- 本文抜粋 -
◆ ◆ ◆ ◆ ◆ ◆ ◆

それでもしばらくすれば、田を切るように走る川を伝って、雪解けの水が天竜川に勢いよく注ぎ込む。そして全国有数の日照量を誇る伊那谷は、生命を育む大地へと生まれ変わる。こうした地形を舞台に、田切農産はコメや麦、大豆、野菜、果樹などを90ha以上で生産している。住民263人を株主にして、2005年4月に設立した組織である。
集落営農と言ってしまえばそれまでだが、品目横断的経営安定対策の施行とともに、補助金目的でにわか仕込みにでき上がった組織とは性質がまったく異なる。むしろ同対策が始まる以前に、地域の要望から生まれた自発的な組織であることを強調したい。紫芝は「なんだか後から補助金が付いてきた。ラッキーだなと思いましたね」と笑う。

◆ ◆ ◆ ◆ ◆ ◆ ◆

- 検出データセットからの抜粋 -
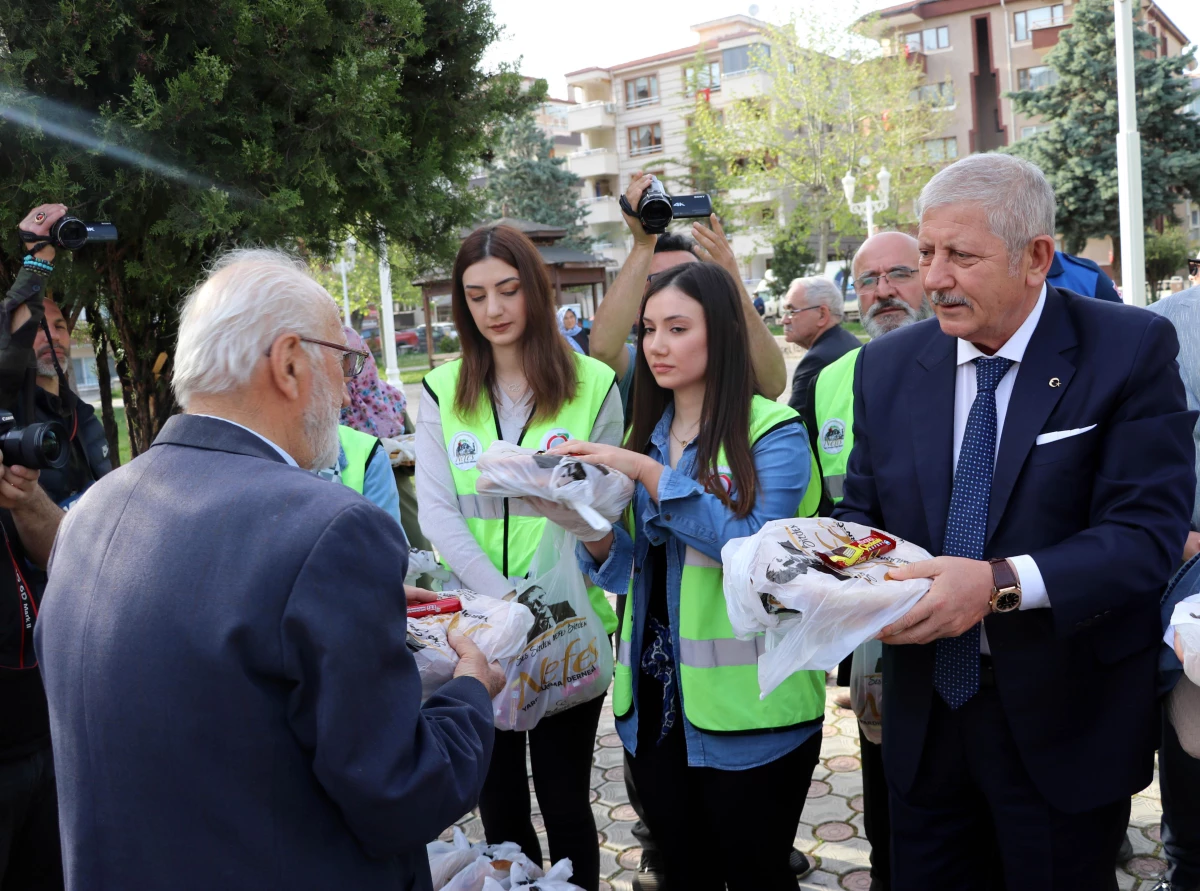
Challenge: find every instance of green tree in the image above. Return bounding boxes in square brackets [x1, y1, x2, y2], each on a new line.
[1009, 0, 1200, 278]
[1146, 225, 1192, 303]
[0, 0, 533, 454]
[694, 13, 949, 265]
[487, 102, 592, 250]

◆ ◆ ◆ ◆ ◆ ◆ ◆

- 課題 -
A. 田切農産に関する本文のうち、「集落営農と言ってしまえばそれ」で始まり「だなと思いましたね」と笑う。」で終わる部分を、一字一句違えずに書き写してください。
B. 田切農産に関する本文について、最後の文の後に続く部分を書き進めてください。
これらの行は参照しなくて差し支えありません。

- 解答 -
A.
集落営農と言ってしまえばそれまでだが、品目横断的経営安定対策の施行とともに、補助金目的でにわか仕込みにでき上がった組織とは性質がまったく異なる。むしろ同対策が始まる以前に、地域の要望から生まれた自発的な組織であることを強調したい。紫芝は「なんだか後から補助金が付いてきた。ラッキーだなと思いましたね」と笑う。

B.
自発的に発足できたのはなぜだろうか。少し歴史をさかのぼる。
1986年。町では第二次構造改善事業がすべて終わり、1筆平均が25aの農地が出来上がった。このため、多くの農家は従来持っていた農機具では対応できなくなった。兼業農家が中心となり、農機の共同利用をする営農組合が続々と立ち上がる。
3年後の89年、それらを束ねるようにして農家や地主がすべて参加する格好で「地区営農組合」が誕生した。周辺では精密機械業やIT産業が盛ん。兼業農家は実に8割に及び、彼らの農作業を地区営農組合が請け負うようになった。
しかし、それから10年以上が経ち、営農組合員の平均年齢はいつしか60歳を超えるようになっていた。当時、こんなアンケートが取られた。「法人ができたら、農地をどうしますか」。この質問に「5年後までには預けたい」という回答は6割に達したのだ。紫芝は振り返る。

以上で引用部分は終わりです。